---------- Document passage ----------
The centre cannot hold
Karamia Müller sees architecture as an ongoing negotiation between form and feeling.
Reader, I have always admired things that hold. That endure. I have created a life out of critiquing things that hold. You start with loving them first. Structures that bear weight, that allow for wide open plains beneath canopies. Beams overhead that reassure one, weirdly, of a god. Order. Gravity. The edges of concrete. Clarity. Rock-steady foundations.
And, reflecting here, I consider how socialised we are — in education, and in the professional and personal realms — to value endurance, clarity and coherence. Despite my career being located in critique, I come to this moment and wonder — despite all the things I have supposedly been able to rationalise and pull apart, to look at from other angles — whether or not I have, in the slow drift of middle age, internalised that logic in myself: keep up to date with endless emails, keep hitting send, keep order, obey gravity, follow the edges of concrete.
This has made me, I suspect, an adequately competent person. I can be middling; it’s giving middle, sort of energy. While, in my youth, I entertained career changes — working in human rights law or as a war journalist — I now find myself living a quiet and designed life. From the outside, it may appear (and apologies for this type of vanity, it will be over soon) as though it has all the parts of someone who has agency, choice and the experiences of an academic thinking critically about the world… and perhaps also, quite tidily, all the markers of good planning. But, lately, I have been reflecting on how you can build something beautiful and, if it doesn’t work, then no amount of beauty can rescue it from becoming a hell. Is this the human experience?
Lately, the hell has been quiet. No alarms. No collapse. Just a thickening of time, of space, of the sense that something is not quite mine. My partner keeps me abreast of the latest in US politics… I have my own edited newsfeed that I follow and, between the two sources, my own temporality remains slow and out of body. I hear the beloved outraged at the latest orders to disestablish education and I sense, perhaps, an undercurrent of disbelief that I am not similarly outraged… and the overwhelming feeling I have is: well, aren’t we living in something that is man-made? There is something exhausting about always being caught in a cycle of disbelief when we have all, in some way, been constructing it.

I respect that there is only so much ‘transformation’ possible in one lifetime but, often, I find myself thinking: if you have built something you planned to be beautiful and it turns out to be a hell, what do we make of the architect?
---------- Dataset ----------
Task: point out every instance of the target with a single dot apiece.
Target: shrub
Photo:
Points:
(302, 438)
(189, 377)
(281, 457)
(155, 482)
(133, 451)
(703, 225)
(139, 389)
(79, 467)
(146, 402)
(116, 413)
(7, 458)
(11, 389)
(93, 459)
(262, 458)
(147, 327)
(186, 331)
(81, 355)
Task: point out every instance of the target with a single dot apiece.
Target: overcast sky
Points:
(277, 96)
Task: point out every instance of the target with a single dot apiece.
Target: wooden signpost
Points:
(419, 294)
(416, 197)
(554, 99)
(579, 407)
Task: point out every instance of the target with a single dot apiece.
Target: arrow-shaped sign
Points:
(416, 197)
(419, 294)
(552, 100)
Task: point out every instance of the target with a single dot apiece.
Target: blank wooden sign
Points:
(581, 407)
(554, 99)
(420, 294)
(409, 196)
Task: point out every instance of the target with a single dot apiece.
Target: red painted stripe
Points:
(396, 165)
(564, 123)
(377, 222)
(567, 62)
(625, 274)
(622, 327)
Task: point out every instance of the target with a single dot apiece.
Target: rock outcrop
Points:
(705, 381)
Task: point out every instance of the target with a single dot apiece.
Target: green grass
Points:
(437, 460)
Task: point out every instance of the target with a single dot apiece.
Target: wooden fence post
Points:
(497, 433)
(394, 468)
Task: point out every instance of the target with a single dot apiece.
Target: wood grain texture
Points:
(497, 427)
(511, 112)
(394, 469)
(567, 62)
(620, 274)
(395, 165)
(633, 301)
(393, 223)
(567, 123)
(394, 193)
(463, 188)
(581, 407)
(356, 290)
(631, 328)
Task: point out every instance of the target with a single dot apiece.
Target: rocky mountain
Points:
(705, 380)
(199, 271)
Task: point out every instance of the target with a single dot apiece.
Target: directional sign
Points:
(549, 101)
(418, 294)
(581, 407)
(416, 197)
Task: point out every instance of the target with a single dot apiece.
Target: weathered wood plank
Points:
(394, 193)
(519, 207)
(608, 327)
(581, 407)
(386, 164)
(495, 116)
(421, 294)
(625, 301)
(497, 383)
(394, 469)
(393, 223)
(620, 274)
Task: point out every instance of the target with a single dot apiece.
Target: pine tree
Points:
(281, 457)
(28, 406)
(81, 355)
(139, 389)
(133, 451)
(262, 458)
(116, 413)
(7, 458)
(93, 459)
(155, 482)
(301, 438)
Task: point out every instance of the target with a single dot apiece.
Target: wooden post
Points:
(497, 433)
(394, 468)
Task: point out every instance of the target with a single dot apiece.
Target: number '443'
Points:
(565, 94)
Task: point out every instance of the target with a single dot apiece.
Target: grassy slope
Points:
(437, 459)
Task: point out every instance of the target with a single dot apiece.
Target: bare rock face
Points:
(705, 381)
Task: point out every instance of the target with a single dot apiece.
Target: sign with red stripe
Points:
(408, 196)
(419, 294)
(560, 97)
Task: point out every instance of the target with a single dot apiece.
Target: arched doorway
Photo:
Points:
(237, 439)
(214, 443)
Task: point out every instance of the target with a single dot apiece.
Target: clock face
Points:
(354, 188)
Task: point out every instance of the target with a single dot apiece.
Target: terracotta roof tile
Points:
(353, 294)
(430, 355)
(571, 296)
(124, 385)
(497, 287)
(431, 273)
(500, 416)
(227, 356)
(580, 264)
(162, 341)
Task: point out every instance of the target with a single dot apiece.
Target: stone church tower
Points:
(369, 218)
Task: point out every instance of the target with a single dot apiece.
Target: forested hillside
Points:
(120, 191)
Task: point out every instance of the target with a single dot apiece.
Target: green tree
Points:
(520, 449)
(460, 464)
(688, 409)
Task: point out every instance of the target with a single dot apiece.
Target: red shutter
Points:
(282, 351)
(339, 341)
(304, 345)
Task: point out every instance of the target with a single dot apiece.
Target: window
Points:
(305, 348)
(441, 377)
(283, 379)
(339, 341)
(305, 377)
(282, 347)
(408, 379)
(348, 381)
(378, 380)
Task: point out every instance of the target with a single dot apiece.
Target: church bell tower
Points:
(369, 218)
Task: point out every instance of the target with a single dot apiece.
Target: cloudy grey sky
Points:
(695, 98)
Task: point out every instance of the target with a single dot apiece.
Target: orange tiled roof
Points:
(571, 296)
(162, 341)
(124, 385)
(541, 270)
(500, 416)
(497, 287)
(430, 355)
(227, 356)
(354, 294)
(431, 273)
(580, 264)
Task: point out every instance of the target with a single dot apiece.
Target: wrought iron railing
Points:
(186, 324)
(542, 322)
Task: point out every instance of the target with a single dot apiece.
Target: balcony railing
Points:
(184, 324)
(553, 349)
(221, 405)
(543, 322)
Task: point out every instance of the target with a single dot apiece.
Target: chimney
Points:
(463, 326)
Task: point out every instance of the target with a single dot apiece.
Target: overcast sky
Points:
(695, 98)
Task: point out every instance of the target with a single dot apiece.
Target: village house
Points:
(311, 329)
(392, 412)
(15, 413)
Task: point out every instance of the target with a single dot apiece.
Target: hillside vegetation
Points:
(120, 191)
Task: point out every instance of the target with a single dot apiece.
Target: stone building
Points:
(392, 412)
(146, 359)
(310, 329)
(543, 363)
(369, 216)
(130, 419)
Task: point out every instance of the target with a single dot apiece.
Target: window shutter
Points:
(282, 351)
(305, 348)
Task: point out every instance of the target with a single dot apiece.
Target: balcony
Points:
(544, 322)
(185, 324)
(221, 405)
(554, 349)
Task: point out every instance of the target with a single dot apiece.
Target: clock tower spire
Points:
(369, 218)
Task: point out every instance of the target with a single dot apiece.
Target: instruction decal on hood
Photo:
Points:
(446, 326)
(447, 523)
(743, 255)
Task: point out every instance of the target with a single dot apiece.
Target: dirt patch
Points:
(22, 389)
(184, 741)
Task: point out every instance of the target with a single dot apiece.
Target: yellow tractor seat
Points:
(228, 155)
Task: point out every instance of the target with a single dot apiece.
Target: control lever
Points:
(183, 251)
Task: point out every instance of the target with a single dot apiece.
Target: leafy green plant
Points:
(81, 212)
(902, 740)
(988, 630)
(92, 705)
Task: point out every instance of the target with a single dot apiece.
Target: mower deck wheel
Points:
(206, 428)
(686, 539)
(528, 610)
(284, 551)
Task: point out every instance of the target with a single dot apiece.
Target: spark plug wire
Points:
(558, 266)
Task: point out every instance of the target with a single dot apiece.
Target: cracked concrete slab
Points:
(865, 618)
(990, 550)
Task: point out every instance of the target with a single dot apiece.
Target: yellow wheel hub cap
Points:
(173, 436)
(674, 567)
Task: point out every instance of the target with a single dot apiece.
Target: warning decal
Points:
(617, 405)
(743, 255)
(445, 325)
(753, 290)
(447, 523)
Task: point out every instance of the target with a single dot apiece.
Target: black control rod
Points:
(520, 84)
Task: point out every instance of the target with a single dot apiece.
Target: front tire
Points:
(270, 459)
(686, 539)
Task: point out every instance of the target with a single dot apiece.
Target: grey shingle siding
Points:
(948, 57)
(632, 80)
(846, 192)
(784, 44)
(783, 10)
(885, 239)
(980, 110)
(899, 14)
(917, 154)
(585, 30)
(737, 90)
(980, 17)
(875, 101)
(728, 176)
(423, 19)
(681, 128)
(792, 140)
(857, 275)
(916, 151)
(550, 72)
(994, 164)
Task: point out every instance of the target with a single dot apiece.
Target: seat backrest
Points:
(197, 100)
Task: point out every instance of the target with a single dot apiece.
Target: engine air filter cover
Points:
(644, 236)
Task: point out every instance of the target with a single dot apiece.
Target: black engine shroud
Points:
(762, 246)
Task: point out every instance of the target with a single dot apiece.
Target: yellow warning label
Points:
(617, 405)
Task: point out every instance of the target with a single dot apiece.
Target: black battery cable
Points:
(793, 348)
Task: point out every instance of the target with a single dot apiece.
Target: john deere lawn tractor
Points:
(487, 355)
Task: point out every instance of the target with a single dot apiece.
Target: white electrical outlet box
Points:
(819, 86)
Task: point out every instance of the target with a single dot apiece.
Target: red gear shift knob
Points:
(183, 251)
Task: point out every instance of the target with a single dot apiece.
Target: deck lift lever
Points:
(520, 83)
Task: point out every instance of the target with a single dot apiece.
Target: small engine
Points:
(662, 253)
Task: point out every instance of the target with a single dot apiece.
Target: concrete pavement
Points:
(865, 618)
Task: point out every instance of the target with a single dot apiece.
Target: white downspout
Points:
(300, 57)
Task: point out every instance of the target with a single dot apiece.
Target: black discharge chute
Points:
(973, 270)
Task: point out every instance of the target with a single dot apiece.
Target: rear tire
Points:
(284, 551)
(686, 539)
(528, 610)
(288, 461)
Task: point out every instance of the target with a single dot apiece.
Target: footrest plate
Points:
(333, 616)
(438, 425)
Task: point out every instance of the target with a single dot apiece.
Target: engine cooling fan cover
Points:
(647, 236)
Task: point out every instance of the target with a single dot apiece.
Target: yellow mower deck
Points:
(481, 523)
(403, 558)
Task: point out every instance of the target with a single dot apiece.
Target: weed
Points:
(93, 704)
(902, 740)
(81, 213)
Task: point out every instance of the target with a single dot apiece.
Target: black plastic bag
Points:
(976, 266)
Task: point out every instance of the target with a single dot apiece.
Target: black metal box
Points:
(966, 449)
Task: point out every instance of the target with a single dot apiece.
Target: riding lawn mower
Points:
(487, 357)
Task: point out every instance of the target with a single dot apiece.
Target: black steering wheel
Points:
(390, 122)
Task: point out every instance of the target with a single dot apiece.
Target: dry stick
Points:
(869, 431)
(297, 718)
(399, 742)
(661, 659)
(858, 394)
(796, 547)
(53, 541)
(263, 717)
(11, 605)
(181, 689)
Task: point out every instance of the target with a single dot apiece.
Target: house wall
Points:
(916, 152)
----------
Task list:
a) Please say whether each statement agrees with the architecture essay, answering yes or no and quoting the words that decide it: (i) The writer once considered a career as a war journalist. (ii) The writer's partner keeps the writer informed about UK politics. (iii) The hell the writer has recently experienced has come with alarms and collapse.
b) Pick up the architecture essay after its final sentence and continue it in the same voice.

The responses:
a)
(i) Yes: "working in human rights law or as a war journalist"
(ii) No: "My partner keeps me abreast of the latest in US politics"
(iii) No: "Lately, the hell has been quiet. No alarms. No collapse."

b)
I think what I’m arriving at is that form doesn’t guarantee feeling: that something can be well designed and still be uninhabitable. That beauty, even when meticulously and, more troublingly, lovingly rendered, does not always equate to care or to a politics of durable care. Lately, I’ve been thinking about failed buildings and the proximity between those and failed democracies — how certain structures fall into decline, not because they were poorly imagined but because they were imagined without enough attention to what people actually need.
And maybe (quietly, quietly) I’ve begun to wonder if I’ve done the same and if I, too, have been designing for a future I no longer recognise. What if the structures I live in — professionally, personally, philosophically — were built to be conceptually beautiful but not to hold?
Sometimes, I have this sense that, while I may love the built realm — its textures, its theories, its promise of form — all of my education and lived experience has not prepared me to know how to care about anything other than enduring. Other than ensuring my outlook is cleared. That impulse, to tick, to smooth, to function, has followed me from the professional into the personal.
There is nothing to judge about this admission, which might be part of the problem. It’s not bad. It’s just… life, sometimes. When you live in a space where the ceilings are just a little too low, you stop standing up all the way without even realising it. It strikes me that this might be navel-gazing. God, I hope you are still reading. Fair enough if you’ve stopped. I get it.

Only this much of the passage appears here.